Beats Per Minute seems an accurate title for the film – it projects life, its heartbeat reaches beyond the screen, and is felt by its audience. This is true of the plot also; BPM is not so much a story as it is an entity, incorporating all aspects of life with no clear narrative arc. The film is about ACT UP, but it is also about AIDS, activism, youth, love, sex, and a million other things. This can feel disturbing at times, but it matches the naturalistic style the film clings to. Beats Per Minute has a strong heartbeat, palpable as we move through the various vignette-like scenes and necessary to create cohesiveness within them. With its documentary-like plot, fragmented edits, and naturalistic cinematography, BPM is a quintessential French New Wave film, fully confident and comfortable within its genre.

However, by the final hour, its stylistic elements have peaked and the film descends into an overly long dénouement as the various aspects of the plot are hastily and incoherently concluded. The actual ending of the film was undermined by the inexplicable presence of what felt like five alternate endings, with beautiful pans and zooms of a blood-coloured Seine or a staged lie-in outside the Parliament. All of these beautifully composed, balanced shots feel like endings, but the film carries on until it has exhausted all of its ideas. Even the actual finale of the film is not one ending, but three, awkwardly alternating between a club scene, a sex scene and a protest scene. The 140-minute film feels as though it should be 45 minutes shorter, but there is no single scene or plot line which you can point to which should have been cut. The attitude of “more, more, more” which BPM revels in makes it beautiful and unique, but also occasionally drawn out and exhausting.

» **Study material**:
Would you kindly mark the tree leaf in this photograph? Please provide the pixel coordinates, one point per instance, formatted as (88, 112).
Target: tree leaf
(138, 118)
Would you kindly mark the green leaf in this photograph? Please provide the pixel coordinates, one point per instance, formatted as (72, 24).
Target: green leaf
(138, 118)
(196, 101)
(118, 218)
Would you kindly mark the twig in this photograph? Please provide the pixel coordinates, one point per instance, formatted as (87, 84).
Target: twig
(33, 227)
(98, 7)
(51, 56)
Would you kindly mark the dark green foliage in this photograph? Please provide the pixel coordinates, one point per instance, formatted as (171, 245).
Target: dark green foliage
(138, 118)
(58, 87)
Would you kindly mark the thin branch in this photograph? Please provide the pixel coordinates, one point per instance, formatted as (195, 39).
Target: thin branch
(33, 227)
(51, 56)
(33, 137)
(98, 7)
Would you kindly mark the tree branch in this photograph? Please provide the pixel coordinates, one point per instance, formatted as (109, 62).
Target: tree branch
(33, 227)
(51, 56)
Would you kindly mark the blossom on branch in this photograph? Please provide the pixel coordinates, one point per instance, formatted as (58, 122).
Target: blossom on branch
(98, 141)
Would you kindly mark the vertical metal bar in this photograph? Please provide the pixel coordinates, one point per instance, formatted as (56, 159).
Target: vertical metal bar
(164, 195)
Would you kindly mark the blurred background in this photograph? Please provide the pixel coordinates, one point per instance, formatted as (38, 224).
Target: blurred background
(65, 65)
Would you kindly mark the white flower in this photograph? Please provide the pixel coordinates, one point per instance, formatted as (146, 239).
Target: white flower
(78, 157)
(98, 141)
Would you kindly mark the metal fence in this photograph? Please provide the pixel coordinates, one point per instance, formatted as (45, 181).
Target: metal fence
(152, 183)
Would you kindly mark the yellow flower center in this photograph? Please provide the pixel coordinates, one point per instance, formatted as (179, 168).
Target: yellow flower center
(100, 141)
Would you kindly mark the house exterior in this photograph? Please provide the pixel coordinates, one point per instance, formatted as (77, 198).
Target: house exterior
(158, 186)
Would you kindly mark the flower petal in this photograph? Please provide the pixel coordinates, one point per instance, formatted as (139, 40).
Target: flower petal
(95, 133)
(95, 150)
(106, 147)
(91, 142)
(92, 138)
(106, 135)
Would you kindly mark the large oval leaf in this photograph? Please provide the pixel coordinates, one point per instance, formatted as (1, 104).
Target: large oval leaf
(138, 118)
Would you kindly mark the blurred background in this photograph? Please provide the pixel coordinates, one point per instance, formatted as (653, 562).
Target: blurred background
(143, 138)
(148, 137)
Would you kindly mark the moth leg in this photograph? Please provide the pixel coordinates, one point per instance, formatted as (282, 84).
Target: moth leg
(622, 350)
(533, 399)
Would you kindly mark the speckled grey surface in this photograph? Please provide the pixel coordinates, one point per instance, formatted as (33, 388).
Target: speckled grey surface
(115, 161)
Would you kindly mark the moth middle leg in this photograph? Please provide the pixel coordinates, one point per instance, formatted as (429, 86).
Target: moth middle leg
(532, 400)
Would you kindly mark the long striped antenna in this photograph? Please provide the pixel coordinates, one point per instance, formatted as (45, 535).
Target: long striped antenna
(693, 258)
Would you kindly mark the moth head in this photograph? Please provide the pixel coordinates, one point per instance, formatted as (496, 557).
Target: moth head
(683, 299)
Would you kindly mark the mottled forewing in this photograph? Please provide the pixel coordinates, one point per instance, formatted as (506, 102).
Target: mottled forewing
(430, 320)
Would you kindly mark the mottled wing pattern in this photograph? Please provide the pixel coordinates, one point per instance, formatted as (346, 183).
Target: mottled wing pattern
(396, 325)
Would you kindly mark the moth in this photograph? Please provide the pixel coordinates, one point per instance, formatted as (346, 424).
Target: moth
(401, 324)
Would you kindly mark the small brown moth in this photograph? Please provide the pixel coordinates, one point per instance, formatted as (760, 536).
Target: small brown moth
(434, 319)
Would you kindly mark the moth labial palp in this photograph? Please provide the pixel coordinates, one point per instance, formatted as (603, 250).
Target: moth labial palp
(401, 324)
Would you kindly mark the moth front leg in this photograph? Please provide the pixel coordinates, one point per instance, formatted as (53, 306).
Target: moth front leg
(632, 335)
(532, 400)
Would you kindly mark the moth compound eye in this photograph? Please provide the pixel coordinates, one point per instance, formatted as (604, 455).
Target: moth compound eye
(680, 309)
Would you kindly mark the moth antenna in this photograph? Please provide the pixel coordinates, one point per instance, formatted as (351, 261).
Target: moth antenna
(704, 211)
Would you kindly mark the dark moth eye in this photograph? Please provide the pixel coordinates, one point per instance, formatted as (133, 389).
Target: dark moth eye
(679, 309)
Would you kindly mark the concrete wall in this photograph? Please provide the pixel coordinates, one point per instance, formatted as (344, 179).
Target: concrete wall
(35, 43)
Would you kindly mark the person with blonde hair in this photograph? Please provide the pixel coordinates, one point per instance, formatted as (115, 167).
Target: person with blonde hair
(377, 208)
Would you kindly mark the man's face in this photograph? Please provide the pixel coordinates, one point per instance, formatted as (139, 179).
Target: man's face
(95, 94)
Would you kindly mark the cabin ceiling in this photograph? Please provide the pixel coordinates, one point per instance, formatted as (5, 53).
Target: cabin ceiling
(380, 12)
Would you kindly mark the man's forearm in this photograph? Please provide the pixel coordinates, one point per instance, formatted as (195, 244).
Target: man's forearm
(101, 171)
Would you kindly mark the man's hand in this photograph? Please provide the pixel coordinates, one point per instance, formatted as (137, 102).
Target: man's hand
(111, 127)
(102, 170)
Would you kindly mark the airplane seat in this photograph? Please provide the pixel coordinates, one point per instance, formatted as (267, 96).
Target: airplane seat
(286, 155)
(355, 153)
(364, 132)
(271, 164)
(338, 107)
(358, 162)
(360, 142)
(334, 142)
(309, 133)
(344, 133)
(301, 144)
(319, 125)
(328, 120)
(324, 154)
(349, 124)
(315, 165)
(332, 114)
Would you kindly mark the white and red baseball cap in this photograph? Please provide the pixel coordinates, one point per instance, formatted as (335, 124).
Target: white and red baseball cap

» **What the exercise asks**: Write the next part of the Beats Per Minute film review, picking up after its last sentence. These lines come from a different source than the review.

» **Response**:
The ensemble dominates the film, reflecting the themes of solidarity and unity. The various characters appear sporadically within the framework of the weekly ACT UP meetings, and their backstories are brought in through anecdotes and emotional pleas. However, there is a startling contrast between the vibrant personalities of the activists and their lack of significance as characters. The audience is not given the chance to know many of them, even our protagonists, as individuals. The characters are rather defined by the energy they bring to the film as a collective, an energy that counters the slow and evidence-driven response from the pharmaceutical company. The film eventually morphs into the love story between two activists, Nathan and Sean, a passionate whirlwind of a relationship defying the bleakness of Sean’s deteriorating health. But again, their characters remain somewhat underdeveloped. We learn about Sean’s family and history beyond the outspoken radical, but Nathan remains (at most) a link between ACT UP and Sean’s sickness.

In line with the organisation’s aim to speak up for the oppressed, the film is unafraid to show the intersectionality of those affected by the virus. A transgender attendee inquires about medication affecting hormonal transition. A deaf member contributes to a meeting’s discussion through an interpreter. The largely young and white activists demand action for prostitutes, drug addicts and immigrants. And a single mother’s right to speak up for herself and her haemophilic mixed-race son is respected. ACT UP members represent a wide spectrum of Parisian society, discarding any stereotypes of HIV victims and thereby defining the AIDS crisis as a national problem.

While the film is drawn out and convoluted at times, its overall beauty and empowering message are indisputable. It provides representation in an industry where it is sorely lacking, and it should be commended for its explicit effort to merge the marginalised with the mainstream.